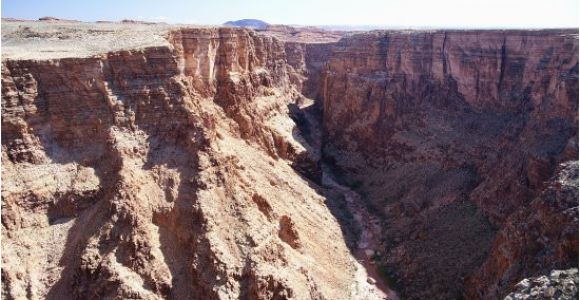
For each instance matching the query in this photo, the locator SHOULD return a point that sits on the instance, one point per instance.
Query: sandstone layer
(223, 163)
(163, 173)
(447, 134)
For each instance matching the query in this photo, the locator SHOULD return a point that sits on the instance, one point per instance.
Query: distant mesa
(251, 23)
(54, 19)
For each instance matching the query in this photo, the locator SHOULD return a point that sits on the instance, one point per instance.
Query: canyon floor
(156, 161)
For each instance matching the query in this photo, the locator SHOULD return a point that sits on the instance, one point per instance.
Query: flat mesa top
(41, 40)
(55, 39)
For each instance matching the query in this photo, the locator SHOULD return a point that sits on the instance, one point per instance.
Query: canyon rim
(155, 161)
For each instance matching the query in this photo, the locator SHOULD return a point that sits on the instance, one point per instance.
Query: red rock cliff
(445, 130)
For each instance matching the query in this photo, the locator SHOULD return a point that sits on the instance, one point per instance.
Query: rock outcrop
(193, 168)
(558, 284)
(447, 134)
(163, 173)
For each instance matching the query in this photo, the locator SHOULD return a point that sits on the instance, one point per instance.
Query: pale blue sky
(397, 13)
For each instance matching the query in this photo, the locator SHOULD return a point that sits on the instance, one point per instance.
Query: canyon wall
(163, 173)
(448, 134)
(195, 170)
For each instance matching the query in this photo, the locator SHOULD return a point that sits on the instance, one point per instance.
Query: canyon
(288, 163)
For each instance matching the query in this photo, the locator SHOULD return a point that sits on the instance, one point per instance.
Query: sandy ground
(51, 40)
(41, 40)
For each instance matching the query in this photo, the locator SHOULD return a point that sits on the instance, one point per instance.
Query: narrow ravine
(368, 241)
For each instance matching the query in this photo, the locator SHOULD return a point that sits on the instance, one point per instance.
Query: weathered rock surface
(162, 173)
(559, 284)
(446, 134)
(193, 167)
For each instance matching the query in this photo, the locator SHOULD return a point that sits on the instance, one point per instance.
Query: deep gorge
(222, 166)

────────────────────

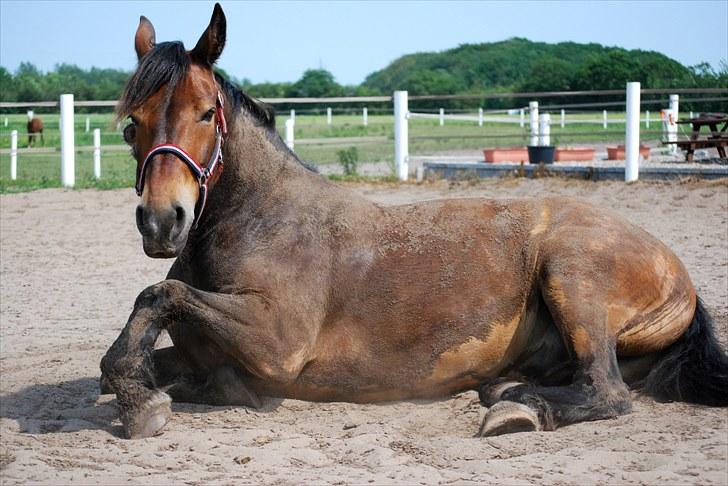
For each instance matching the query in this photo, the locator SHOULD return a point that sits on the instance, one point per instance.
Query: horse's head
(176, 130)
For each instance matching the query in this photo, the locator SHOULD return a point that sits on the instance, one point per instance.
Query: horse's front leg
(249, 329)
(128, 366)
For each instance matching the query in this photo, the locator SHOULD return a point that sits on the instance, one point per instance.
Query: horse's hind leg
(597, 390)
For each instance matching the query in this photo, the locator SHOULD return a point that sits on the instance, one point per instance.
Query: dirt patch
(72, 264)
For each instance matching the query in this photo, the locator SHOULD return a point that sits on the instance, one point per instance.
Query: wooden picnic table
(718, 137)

────────────────────

_Stated goal_
Show each line in the items above that contains the word "mesa". Case counts.

_Response to this task_
Query: distant mesa
Query: flat mesa top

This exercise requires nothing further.